■ **Written problem 1**
Can you copy the passage about the App Store complaint against Apple in China in full, word for word?

The complaint accuses Apple of engaging in monopolistic behavior by removing apps from the App Store without detailed explanation and charging excessive fees for in-app purchases. The complaint also alleges Apple doesn’t give details on why apps are removed and puts local developers at a disadvantage by not responding to queries in Chinese.

“There is a lack of transparency in the App Store operation,” Mr. Lin said. “At this stage, we think complaining to the Chinese regulators to get them involved is most ideal.”
According to Reuters, the case dates back to April of this year, when Dare & Sure invited developers to join and ended up with the 28 in question who are now part of the official complaint made this week. The law firm filed the complaint with two organizations that handle antitrust matters: China's State Administration for Industry and Commerce and the National Development and Reform Commission.

The details of what developers and which apps are involved in the complaint were not given, although an Apple spokeswoman mentioned in a brief comment to Reuters that app publishing remains consistent across all countries. There are some exceptions, however, when local laws force Apple to change its policies, most recently when the company pulled the majority of virtual private network apps from the App Store in China because of strict regulations in the country that require VPN apps to be authorized by the government.

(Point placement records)
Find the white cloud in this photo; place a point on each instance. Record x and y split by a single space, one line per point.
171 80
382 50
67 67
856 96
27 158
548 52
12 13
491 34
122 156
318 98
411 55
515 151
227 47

■ **Written problem 2**
Can you rewrite the point placement records with "white cloud" changed to "bright cloud" and everything else left the same?

■ **Exercise answer 1**
The complaint accuses Apple of engaging in monopolistic behavior by removing apps from the App Store without detailed explanation and charging excessive fees for in-app purchases. The complaint also alleges Apple doesn’t give details on why apps are removed and puts local developers at a disadvantage by not responding to queries in Chinese.

“There is a lack of transparency in the App Store operation,” Mr. Lin said. “At this stage, we think complaining to the Chinese regulators to get them involved is most ideal.”
According to Reuters, the case dates back to April of this year, when Dare & Sure invited developers to join and ended up with the 28 in question who are now part of the official complaint made this week. The law firm filed the complaint with two organizations that handle antitrust matters: China's State Administration for Industry and Commerce and the National Development and Reform Commission.

The details of what developers and which apps are involved in the complaint were not given, although an Apple spokeswoman mentioned in a brief comment to Reuters that app publishing remains consistent across all countries. There are some exceptions, however, when local laws force Apple to change its policies, most recently when the company pulled the majority of virtual private network apps from the App Store in China because of strict regulations in the country that require VPN apps to be authorized by the government.

■ **Exercise answer 2**
Find the bright cloud in this photo; place a point on each instance. Record x and y split by a single space, one line per point.
171 80
382 50
67 67
856 96
27 158
548 52
12 13
491 34
122 156
318 98
411 55
515 151
227 47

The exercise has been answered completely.